§ SOURCE
-- BEGIN --
Defending Basic Rights: A Conversation with Public Affairs and Religious Liberty Leaders

As a result of this interview, you will gain a deeper understanding of the work and involvement of these leaders in the religious liberty and public affairs in our world.

Derek J. Morris, DMin, is editor, Ministry

Willie E. Hucks II, DMin, is associate editor, Ministry

Editor’s note: From time to time, we interview the various entities that serve the worldwide Seventh-day Adventist Church. In this issue we interviewed John Graz, director of the General Conference Department of Public Affairs and Religious Liberty (PARL); Dwayne Leslie, associate director, PARL, and director of Legislative Affairs; and Ganoune Diop, associate director, PARL, and director of United Nations Relations. We hope as a result you will gain a deeper understanding of and appreciation for the work of this department.

Willie Hucks (WH): What does Public Affairs and Religious Liberty (PARL) mean? What do you wish to accom­plish in both public affairs and religious liberty?

John Graz (JG): The religious liberty department of the General Conference of Seventh-day Adventists was orga­nized in 1901. After the Second World War, they added Public Affairs to the department. We have several branches. One is defending and promoting religious freedom. Most of the time we work through the International Religious Liberty Association (IRLA) to more easily access authorities, because, in this association, we don’t represent just one church, but a group of people who defend religious freedom.

The second branch is public affairs. Public affairs means that everything connected with government comes to our department. It’s like a foreign affairs department. We also deal with things connected directly with religious free­dom from a legal point of view. We have a congressional liaison, Dwayne Leslie. Everything going on in Washington, DC, he knows about and represents the church there.

Another branch, interchurch rela­tions, came under our department in 1980. All connections with other religions, not just churches, go through our department. And we also lead the General Conference council of interchurch relations.

Another branch contains proto­col. Every time we receive a dignitary, ambassador, head of state, or min­ister of government at the General Conference, it goes through our department.

We work in Washington, because we need to know what’s going on regarding the United States (US) government, especially legislation that could affect our religious freedom. We need the right information to do our best to protect our freedom.

We are recognized at the United Nations (UN) and have a great influence on several problems internationally.

Our department is involved in defend­ing and promoting human rights.

Derek Morris (DM): Dwayne, tell us what you do in regard to interacting with Washington, DC.
-- END --
§ SUPPLIED MATERIAL
-- BEGIN --
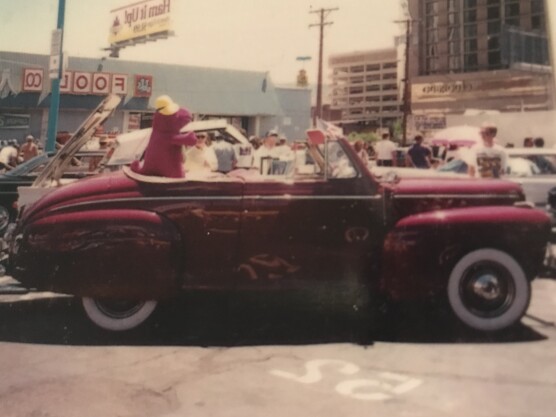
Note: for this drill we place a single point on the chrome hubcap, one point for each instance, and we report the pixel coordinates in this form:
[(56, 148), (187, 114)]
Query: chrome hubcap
[(119, 309), (487, 289)]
-- END --
§ TASK TO CARRY OUT
From the interview on religious liberty, quote word for word the part that begins with the words containing "Derek J. Morris, DMin, is" and ends with "of this department.". The listing has no connection to the interview.

§ SOLUTION FOR THIS PROBLEM
Derek J. Morris, DMin, is editor, Ministry

Willie E. Hucks II, DMin, is associate editor, Ministry

Editor’s note: From time to time, we interview the various entities that serve the worldwide Seventh-day Adventist Church. In this issue we interviewed John Graz, director of the General Conference Department of Public Affairs and Religious Liberty (PARL); Dwayne Leslie, associate director, PARL, and director of Legislative Affairs; and Ganoune Diop, associate director, PARL, and director of United Nations Relations. We hope as a result you will gain a deeper understanding of and appreciation for the work of this department.